■ AIM OF THE TASK ■
Write the whole listing out again, word for word.
___ SOURCE INFORMATION
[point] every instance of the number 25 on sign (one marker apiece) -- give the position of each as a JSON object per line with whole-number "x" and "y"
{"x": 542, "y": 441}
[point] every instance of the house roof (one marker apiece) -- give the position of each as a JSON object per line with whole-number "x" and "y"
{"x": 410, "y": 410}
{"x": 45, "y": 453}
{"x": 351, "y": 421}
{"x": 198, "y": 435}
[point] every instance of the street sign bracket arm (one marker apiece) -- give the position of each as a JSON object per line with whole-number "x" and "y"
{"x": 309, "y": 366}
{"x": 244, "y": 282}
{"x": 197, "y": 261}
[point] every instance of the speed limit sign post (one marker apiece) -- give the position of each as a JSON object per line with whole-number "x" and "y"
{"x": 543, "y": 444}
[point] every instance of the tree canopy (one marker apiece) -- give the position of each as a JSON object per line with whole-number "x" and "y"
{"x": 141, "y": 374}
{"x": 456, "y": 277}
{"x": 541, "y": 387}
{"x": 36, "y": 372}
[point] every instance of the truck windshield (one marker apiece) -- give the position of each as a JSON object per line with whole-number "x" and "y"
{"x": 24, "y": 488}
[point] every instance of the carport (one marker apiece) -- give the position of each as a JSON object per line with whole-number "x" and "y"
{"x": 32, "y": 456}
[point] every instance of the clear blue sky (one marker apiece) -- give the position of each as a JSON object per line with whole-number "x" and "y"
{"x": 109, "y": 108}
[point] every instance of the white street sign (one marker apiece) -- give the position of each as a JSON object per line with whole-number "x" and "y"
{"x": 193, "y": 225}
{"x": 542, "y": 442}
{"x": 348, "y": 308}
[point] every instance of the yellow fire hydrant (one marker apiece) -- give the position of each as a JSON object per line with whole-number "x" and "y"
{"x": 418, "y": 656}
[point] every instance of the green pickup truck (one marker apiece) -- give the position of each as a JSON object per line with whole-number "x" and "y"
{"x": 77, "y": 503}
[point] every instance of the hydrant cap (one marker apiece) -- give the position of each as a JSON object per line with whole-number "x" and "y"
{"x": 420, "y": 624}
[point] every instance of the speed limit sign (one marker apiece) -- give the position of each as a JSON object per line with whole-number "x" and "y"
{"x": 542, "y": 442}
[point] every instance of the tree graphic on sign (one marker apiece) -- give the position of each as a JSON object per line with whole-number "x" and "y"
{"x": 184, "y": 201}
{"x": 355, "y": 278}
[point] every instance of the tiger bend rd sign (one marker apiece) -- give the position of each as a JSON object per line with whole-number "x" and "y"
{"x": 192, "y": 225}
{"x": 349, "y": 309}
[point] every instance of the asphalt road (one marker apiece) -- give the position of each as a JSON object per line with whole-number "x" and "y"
______
■ RESULT BELOW ■
[point] every instance of the number 25 on sign (one marker apiece) -- give the position of each as a JSON object per line with whole-number "x" and "y"
{"x": 542, "y": 441}
[point] every instance of the house roof (one marker apiece) -- give the position of each as a JSON object per line with whole-number "x" and "y"
{"x": 410, "y": 410}
{"x": 45, "y": 453}
{"x": 351, "y": 421}
{"x": 198, "y": 435}
[point] every instance of the street sign bracket arm (one marker apiece) -- give the position of each as a JSON object per line with whole-number "x" and "y"
{"x": 309, "y": 366}
{"x": 244, "y": 282}
{"x": 197, "y": 261}
[point] every instance of the speed limit sign post (one marker apiece) -- give the position of each as a JSON object per line with whole-number "x" and "y"
{"x": 543, "y": 444}
[point] every instance of the tree canopy (one marker apiece) -- give the position of each as a JSON object per line with whole-number "x" and "y"
{"x": 141, "y": 374}
{"x": 456, "y": 277}
{"x": 541, "y": 387}
{"x": 36, "y": 372}
[point] every instance of the truck windshield (one marker apiece) -- give the position of each as a JSON object per line with whole-number "x" and "y"
{"x": 24, "y": 488}
[point] every instance of the carport (one marker apiece) -- give the position of each as a JSON object per line with whole-number "x" and "y"
{"x": 32, "y": 456}
[point] every instance of the clear blue sky (one marker apiece) -- give the position of each as a JSON object per line with whole-number "x" and "y"
{"x": 109, "y": 108}
[point] every instance of the white street sign (one marker apiece) -- give the position of each as a JSON object per line with whole-number "x" and "y"
{"x": 193, "y": 225}
{"x": 542, "y": 442}
{"x": 348, "y": 308}
[point] every instance of the yellow fire hydrant (one marker apiece) -- give the position of each as a JSON object per line with whole-number "x" and "y"
{"x": 418, "y": 656}
[point] every instance of the green pickup truck (one marker apiece) -- give the position of each as a JSON object per line with whole-number "x" and "y"
{"x": 77, "y": 503}
[point] every instance of the hydrant cap (one marker apiece) -- give the position of each as a JSON object per line with whole-number "x" and "y"
{"x": 420, "y": 624}
[point] every instance of the speed limit sign (one marker apiece) -- give the position of each as a JSON object per line with whole-number "x" and "y"
{"x": 542, "y": 442}
[point] every instance of the tree graphic on sign (one marker apiece) -- give the position of each as a JSON object per line with whole-number "x" and "y"
{"x": 184, "y": 201}
{"x": 355, "y": 278}
[point] every instance of the tiger bend rd sign (one marker apiece) -- give the position of each as a JSON object per line with whole-number "x" and "y"
{"x": 192, "y": 225}
{"x": 349, "y": 309}
[point] every instance of the asphalt road (one marker apiece) -- give the position of each as a JSON object per line with whole-number "x" and "y"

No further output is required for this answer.